Following the abbreviated ceremony, Leavitt and his wife departed for the East Coast and the South, and briefly to Europe where they honeymooned. Later the couple settled at their home at 81 Pelham Street in Newport, Rhode Island, where Leavitt set himself up in a studio devoted to his portraiture. But the union was apparently rocky from the start, and within six years Leavitt had departed for Paris to paint, and his wife sued for divorce on the grounds of non-support. William Bryan, a devout Presbyterian, was said to have opposed the divorce on religious grounds. Nevertheless, in 1909 Bryan's daughter's petition for divorce based on non-support was granted. Following the divorce, Ruth Bryan Leavitt (as she continued to be known) often filled her father's shoes in his speaking engagements.

The couple had two children, Ruth and Bryan Leavitt, who were favorites of grandfather William Jennings Bryan. At the Democratic National Convention in Denver, in 1908, newspapers carried photos of Bryan's two grandchildren, and noted that the candidate "was never happier than when bouncing on his knees Ruth and Bryan Leavitt." Following the divorce, Bryan assumed custody of the grandchildren. The following year, Ruth married Major Reginald A. Owen, a British Army officer, whom she met while studying voice in Germany. Following his ex-wife's remarriage, painter Leavitt told reporters that the nuptials - and his ex-wife's presence overseas with her husband - meant that Leavitt would make an attempt to gain custody of his two children. But those attempts were, apparently, in vain, and the two Leavitt children remained with Bryan.

→ **Required work**:
Please continue the passage about Ruth Bryan Leavitt's first marriage, starting after its last sentence.

→ **Study material**:
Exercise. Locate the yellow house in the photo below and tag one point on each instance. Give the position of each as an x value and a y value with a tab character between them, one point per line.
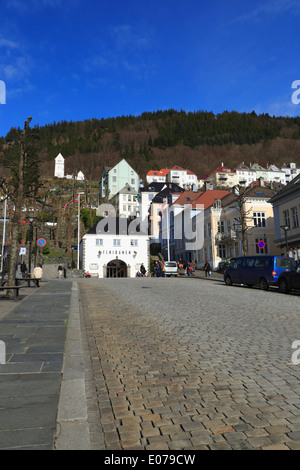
240	223
223	177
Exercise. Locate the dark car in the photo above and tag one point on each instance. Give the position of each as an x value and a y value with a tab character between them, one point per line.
288	281
258	270
223	265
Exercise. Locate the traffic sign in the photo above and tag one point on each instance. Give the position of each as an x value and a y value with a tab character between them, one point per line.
261	244
41	242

→ **Response below**:
==Fate of the children and later life==

Ruth Bryan Owen lived abroad for several years during her English husband's postings, until she returned to America, where she ran for Congress from Florida after his early death. She was the first Congresswoman elected from Florida, served as the first woman on the House Foreign Affairs Committee, and later served as the nation's first female Ambassador. While the United States Ambassador to Denmark, a post to which she was appointed by President Franklin D. Roosevelt, Ruth Baird Bryan Leavitt Owen married Danish citizen Capt. Boerge Rohde, Captain of the Royal Life Guards of King Christian X of Denmark, to whose court Ruth Bryan Owen was ambassador. She died in Copenhagen, Denmark, in 1954.

Leavitt's son John Bryan Leavitt later dropped the name Leavitt, and became an actor known as John Bryan. He died in New York City on January 2, 1943. His sister Ruth married investment banker Robert Lehman.

William Homer Leavitt eventually returned to America from Paris and married as his second wife Gertrude (Leeper) Leavitt, daughter of the Rev. Dr. G. Leeper of Cleveland, Ohio. Leavitt lived at his old home in Newport with his wife, who died of appendicitis on April 15, 1914. Leavitt continued to paint and in February 1927 delivered a lecture at the Boston Public Library on The Personal Influence of John Ruskin. Leavitt's death from heart disease was reported in "Deaths Registered in the Town of Winthrop, 1946–1951, pg. 32 as August 8, 1951 in Winthrop, Mass. He was buried in Island Cemetery, Newport, Rhode Island, according to the same document.